§ **MATERIALS PROVIDED**
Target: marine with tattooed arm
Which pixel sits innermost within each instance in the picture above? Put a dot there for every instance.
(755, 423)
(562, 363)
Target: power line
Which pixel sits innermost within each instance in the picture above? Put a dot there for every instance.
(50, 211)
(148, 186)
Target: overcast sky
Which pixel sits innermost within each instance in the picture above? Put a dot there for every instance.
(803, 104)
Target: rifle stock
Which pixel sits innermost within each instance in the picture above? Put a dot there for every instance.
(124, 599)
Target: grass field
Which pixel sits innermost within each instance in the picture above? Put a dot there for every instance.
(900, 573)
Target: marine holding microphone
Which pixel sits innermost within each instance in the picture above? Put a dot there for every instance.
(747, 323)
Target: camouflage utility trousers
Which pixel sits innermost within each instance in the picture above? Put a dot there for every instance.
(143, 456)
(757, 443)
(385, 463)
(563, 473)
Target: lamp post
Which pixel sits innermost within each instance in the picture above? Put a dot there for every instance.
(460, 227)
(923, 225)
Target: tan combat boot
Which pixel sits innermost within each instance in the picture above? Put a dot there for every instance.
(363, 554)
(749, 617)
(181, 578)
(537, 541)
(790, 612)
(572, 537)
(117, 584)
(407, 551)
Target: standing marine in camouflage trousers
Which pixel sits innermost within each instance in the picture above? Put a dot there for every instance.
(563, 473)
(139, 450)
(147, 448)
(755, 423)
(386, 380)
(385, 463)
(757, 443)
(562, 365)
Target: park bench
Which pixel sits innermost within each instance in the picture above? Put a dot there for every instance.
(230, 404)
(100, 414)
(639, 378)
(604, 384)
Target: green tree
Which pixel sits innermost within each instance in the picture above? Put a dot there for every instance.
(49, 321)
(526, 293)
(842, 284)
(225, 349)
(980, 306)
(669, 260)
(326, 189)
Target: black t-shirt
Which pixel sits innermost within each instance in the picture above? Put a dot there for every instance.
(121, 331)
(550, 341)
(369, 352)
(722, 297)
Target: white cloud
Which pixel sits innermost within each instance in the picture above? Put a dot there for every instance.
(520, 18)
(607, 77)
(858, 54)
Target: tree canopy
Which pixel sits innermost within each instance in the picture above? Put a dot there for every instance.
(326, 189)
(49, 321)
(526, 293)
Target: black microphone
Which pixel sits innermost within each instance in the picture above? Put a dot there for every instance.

§ **WHAT YOU HAVE TO DO**
Rewrite the lines of the items starting at the line that contains "Target: white cloud" and ending at the last line of the items as a Markdown table with the columns Row and Line, omitting any blank lines.

§ **SOLVED EXERCISE**
| Row | Line |
|---|---|
| 1 | Target: white cloud |
| 2 | Which pixel sits innermost within each instance in the picture above? Put a dot there for every instance. |
| 3 | (520, 18) |
| 4 | (607, 77) |
| 5 | (858, 54) |
| 6 | Target: tree canopy |
| 7 | Which pixel sits innermost within each instance in the picture above? Put a dot there for every instance. |
| 8 | (326, 189) |
| 9 | (49, 321) |
| 10 | (526, 293) |
| 11 | Target: black microphone |
| 12 | Which pixel sits innermost within each instance in the picture above? Put a dot there for every instance. |